• DATA FOR REVIEW:
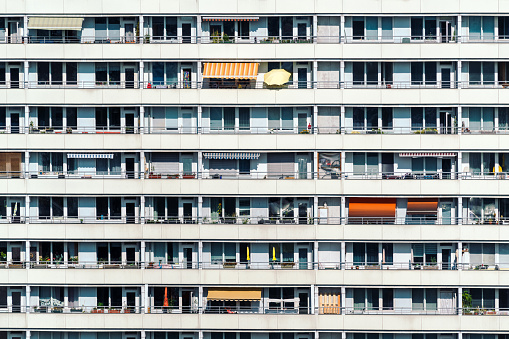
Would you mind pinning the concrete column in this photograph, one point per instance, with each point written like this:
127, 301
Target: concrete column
27, 118
314, 169
27, 209
146, 299
199, 123
343, 211
142, 169
200, 254
316, 258
140, 26
343, 304
27, 254
198, 29
342, 29
460, 300
460, 124
66, 254
341, 76
27, 302
315, 121
342, 127
142, 120
315, 74
199, 73
200, 298
142, 254
142, 74
460, 165
200, 210
343, 255
27, 165
315, 28
315, 210
459, 259
142, 209
312, 299
458, 35
458, 74
459, 212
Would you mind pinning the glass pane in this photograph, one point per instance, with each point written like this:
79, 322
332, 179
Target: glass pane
474, 73
371, 28
229, 118
474, 27
216, 118
386, 28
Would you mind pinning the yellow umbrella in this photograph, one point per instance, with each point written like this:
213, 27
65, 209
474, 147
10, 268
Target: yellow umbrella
277, 77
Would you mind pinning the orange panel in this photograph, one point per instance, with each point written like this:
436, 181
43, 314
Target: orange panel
372, 207
422, 205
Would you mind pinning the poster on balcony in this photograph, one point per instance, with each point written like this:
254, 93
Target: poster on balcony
329, 165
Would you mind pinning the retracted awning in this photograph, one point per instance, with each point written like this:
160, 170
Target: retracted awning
52, 23
230, 70
427, 154
230, 18
90, 155
232, 155
372, 207
422, 206
234, 294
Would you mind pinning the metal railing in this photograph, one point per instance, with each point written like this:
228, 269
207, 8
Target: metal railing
266, 265
250, 310
234, 84
251, 220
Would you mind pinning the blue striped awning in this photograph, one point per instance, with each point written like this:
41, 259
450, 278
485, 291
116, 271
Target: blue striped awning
232, 155
90, 155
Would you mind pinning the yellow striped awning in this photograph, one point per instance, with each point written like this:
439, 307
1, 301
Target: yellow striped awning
234, 294
230, 70
53, 24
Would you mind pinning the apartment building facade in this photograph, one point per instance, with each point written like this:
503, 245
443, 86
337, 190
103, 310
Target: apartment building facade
154, 186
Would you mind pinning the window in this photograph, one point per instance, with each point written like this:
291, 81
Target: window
424, 254
481, 73
280, 118
424, 299
416, 28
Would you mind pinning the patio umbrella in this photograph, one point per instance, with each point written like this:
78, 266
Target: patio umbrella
166, 303
277, 77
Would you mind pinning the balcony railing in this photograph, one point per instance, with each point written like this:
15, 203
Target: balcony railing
249, 220
266, 265
233, 84
386, 38
249, 310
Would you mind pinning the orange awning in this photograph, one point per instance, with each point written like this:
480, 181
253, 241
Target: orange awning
421, 206
230, 70
372, 207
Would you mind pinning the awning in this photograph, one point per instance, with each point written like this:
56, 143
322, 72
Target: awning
52, 24
232, 156
422, 206
230, 70
234, 294
372, 207
90, 155
230, 18
427, 154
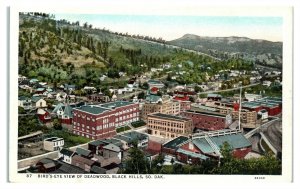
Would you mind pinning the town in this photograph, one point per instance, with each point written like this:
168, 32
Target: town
179, 124
185, 113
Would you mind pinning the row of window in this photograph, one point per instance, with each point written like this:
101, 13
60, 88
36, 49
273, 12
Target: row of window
166, 129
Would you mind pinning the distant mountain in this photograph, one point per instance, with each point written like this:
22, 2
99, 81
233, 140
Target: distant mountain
260, 51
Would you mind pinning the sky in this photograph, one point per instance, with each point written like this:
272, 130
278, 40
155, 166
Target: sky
173, 27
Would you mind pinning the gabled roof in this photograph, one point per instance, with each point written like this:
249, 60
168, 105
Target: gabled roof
112, 147
192, 154
92, 109
235, 141
98, 170
68, 111
83, 160
36, 98
173, 144
40, 89
153, 98
66, 152
23, 98
57, 107
84, 152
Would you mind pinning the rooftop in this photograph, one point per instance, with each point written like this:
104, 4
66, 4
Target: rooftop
83, 160
98, 170
175, 142
93, 109
235, 141
53, 139
116, 104
112, 147
206, 113
66, 152
84, 152
167, 116
192, 154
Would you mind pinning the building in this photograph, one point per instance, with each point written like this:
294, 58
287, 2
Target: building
111, 150
44, 115
130, 138
263, 114
65, 155
100, 121
24, 102
38, 102
214, 97
96, 147
98, 98
185, 103
169, 126
210, 143
155, 83
84, 163
208, 120
165, 106
252, 97
53, 143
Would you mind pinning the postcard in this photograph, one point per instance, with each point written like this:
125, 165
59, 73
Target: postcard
153, 95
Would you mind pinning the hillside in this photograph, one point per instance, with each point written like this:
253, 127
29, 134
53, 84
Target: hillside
58, 52
260, 51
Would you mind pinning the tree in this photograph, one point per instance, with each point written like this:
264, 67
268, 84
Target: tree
57, 124
137, 163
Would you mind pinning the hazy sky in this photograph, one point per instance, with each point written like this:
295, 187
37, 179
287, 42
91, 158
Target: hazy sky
173, 27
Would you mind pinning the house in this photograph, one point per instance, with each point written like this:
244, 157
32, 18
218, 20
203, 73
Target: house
252, 97
214, 97
61, 96
24, 102
153, 99
88, 89
98, 98
130, 138
21, 78
53, 143
154, 90
46, 165
155, 83
98, 170
97, 146
84, 163
40, 91
69, 88
267, 83
38, 102
33, 81
83, 152
103, 77
44, 115
111, 150
263, 114
66, 155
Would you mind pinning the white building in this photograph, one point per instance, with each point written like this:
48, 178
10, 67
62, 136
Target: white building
53, 143
252, 97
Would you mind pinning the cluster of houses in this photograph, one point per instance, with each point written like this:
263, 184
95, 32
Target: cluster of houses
192, 129
99, 157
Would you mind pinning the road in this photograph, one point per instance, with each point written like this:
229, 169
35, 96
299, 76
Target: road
274, 134
233, 89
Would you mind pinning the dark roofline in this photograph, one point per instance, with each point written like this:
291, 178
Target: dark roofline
207, 113
169, 117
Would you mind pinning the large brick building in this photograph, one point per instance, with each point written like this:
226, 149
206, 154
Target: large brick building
167, 106
169, 126
208, 120
100, 121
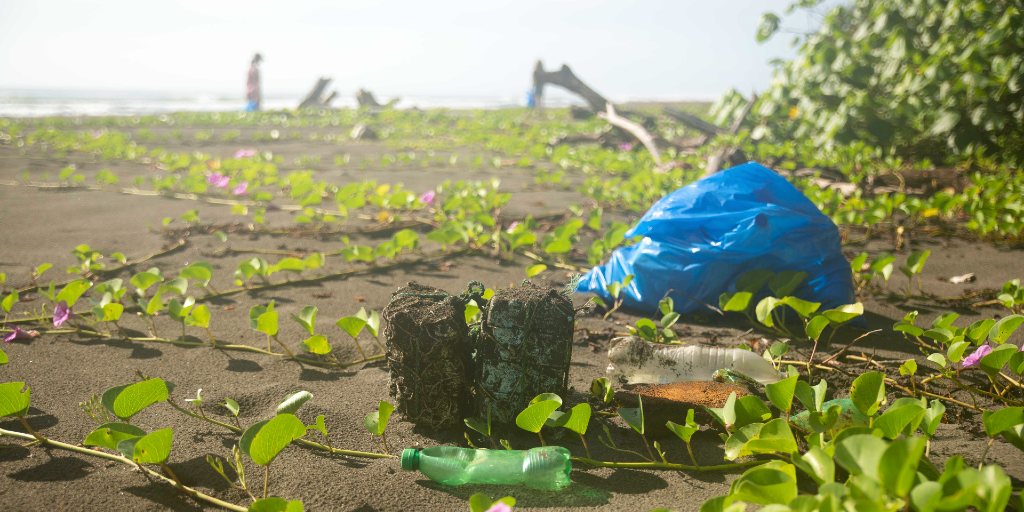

• DIRECTIONS: Exact output of each line above is wanted, without the pictures.

• SOLUTION TO THIS TASK:
Would you mind pinning the concrete column in this photograph, one point per instance, with each point written like this:
127, 301
Target: concrete column
27, 118
314, 169
27, 209
146, 299
199, 123
343, 211
142, 169
200, 254
316, 258
140, 26
343, 304
27, 254
198, 29
342, 29
460, 300
460, 124
66, 254
341, 76
27, 302
315, 121
342, 127
142, 120
315, 74
199, 73
200, 298
142, 254
142, 74
460, 165
200, 210
343, 255
27, 165
315, 28
315, 210
459, 259
142, 209
312, 299
458, 35
458, 74
459, 212
Would you mind pinning the glass pane in this photograph, one point per instance, with each point written like this:
79, 322
332, 179
Target: glass pane
474, 73
371, 28
229, 118
474, 27
216, 118
386, 28
Would you mind pinning the yellow umbrella in this photograph, one point per instance, with each point written like this:
213, 27
65, 209
474, 147
10, 268
Target: yellow umbrella
277, 77
Would you mind pinning the orange panel in this photograph, one point per instance, with each point written like this:
436, 181
43, 314
Target: orange panel
372, 207
422, 205
Would you mind pinning the poster on balcony in this photograph, one point per instance, with each point written like this:
254, 93
Target: poster on balcony
329, 165
Would you mind pinning the retracted awning in this photograph, one point per instance, with each point written like this:
160, 170
Target: retracted awning
52, 23
230, 70
427, 154
230, 18
90, 155
232, 155
372, 207
422, 206
234, 294
Would you mind pinning the metal railing in this photograph, one point per instance, with each point written like this:
228, 269
207, 8
Target: metal railing
266, 265
250, 310
234, 84
251, 220
Would you mind pinning the blue striped awning in this photograph, one point per instance, with each point written like this:
41, 259
450, 278
485, 291
116, 271
Target: blue striped awning
232, 155
90, 155
Would you mind pinning the yellow striped awning in this photograph, one point per instance, with each point written like this:
439, 307
1, 301
Target: yellow striped awning
234, 294
230, 70
53, 24
Would you mind pinning the apartment building facade in this photograph, one point per instance, with each point written like this:
503, 245
443, 86
337, 190
103, 310
Target: apartment building facade
154, 186
Would you mind pinning the window in this photograph, one point per instance, with each point written like this:
291, 81
Target: window
424, 254
481, 73
280, 118
424, 299
416, 28
Would you mind pinning the patio umbrella in this photograph, one point per instance, with each point written like this:
78, 266
Target: patio umbrella
166, 303
277, 77
Would you mind pinning the balcony railing in this photograph, one point per instance, with each point written like this:
15, 203
Target: balcony railing
249, 220
266, 265
233, 84
386, 38
249, 310
Would you mind pinning the orange awning in this photograph, one point per instance, with each point written like this:
480, 181
253, 241
Target: orange awning
421, 206
230, 70
372, 207
Would you mind pinning the awning in this photograph, one point per instance, with each point written like this:
56, 143
322, 72
Target: awning
52, 24
232, 156
422, 206
230, 70
234, 294
372, 207
90, 155
230, 18
427, 154
Would you mind pinning the town in this photograph, one point per instance, with each point written like this:
168, 32
Target: town
179, 124
185, 113
Would you mind pinning the row of window in this photograph, one point per instance, with each point written like this:
101, 13
60, 88
36, 49
273, 12
Target: row of window
166, 129
Would you mind pinning the distant mountain in this photograph, one point per instance, with each point written like this:
22, 2
99, 81
233, 140
Target: distant mountain
260, 51
Would you mind pinning the sky in this photograph, one point per instance, with each point written like this:
272, 130
278, 40
155, 166
Target: sky
173, 27
Would you mind pinning the gabled roof in this photograph, one point per instance, with each point written like this:
249, 60
168, 105
Target: gabled roof
112, 147
192, 154
92, 109
235, 141
98, 170
68, 111
83, 160
36, 98
173, 144
40, 89
153, 98
66, 152
23, 98
57, 107
84, 152
Would you mind pinning the rooftop in this photograph, one point per instance, with each point written like this:
104, 4
66, 4
Target: rooftop
83, 160
98, 170
175, 142
93, 109
235, 141
53, 139
116, 104
112, 147
206, 113
66, 152
84, 152
167, 116
192, 154
Would you mind pinning the building in this photograph, one point per instance, with each point written like this:
294, 58
287, 2
Target: building
111, 150
44, 115
130, 138
263, 114
65, 155
100, 121
24, 102
38, 102
214, 97
96, 147
98, 98
185, 103
169, 126
210, 143
155, 83
84, 163
208, 120
165, 106
252, 97
53, 143
Would you mind pinning the postcard in this photograph, one point per instance, with each point written like this:
125, 165
59, 73
Target: postcard
153, 95
Would you mind pinning the hillside in this photograph, one point per instance, with each point written like this:
253, 127
29, 134
53, 84
Target: hillside
58, 52
260, 51
Would you mind pinning the tree in this photograph, one point per instance, with each point written like this:
264, 67
268, 84
Target: tree
57, 124
137, 163
Would you mind pinning the hazy sky in this photograph, one point per instance, with each point written like this:
295, 187
37, 179
287, 42
91, 158
Target: hazy sky
173, 27
Would you mind pinning the house in this photograph, one point per instance, with each point written like this:
244, 157
32, 18
218, 20
203, 73
Target: house
252, 97
214, 97
61, 96
24, 102
153, 99
88, 89
98, 98
130, 138
21, 78
53, 143
154, 90
46, 165
155, 83
98, 170
97, 146
84, 163
40, 91
69, 88
267, 83
38, 102
33, 81
83, 152
103, 77
44, 115
111, 150
263, 114
66, 155
Would you mind pinning the white building in this photograph, one point per instance, with each point written like this:
48, 178
10, 67
62, 136
Target: white building
53, 143
252, 97
Would you mind pinning the cluster of houses in this photograph, one point per instance, with each point written like this:
263, 184
95, 32
Target: cluster of houses
192, 129
99, 157
Would you mind pinning the road in this photograph, one point per instance, with each point written like this:
229, 169
35, 96
299, 76
Target: road
274, 134
233, 89
Would you mind pinning the dark roofline in this photograph, one point per instance, with each point written like this:
291, 178
Target: dark roofline
207, 113
169, 117
Would you mind pinning the large brick building in this photograph, one point per instance, with each point written like this:
226, 149
206, 154
Target: large brick building
167, 106
169, 126
208, 120
100, 121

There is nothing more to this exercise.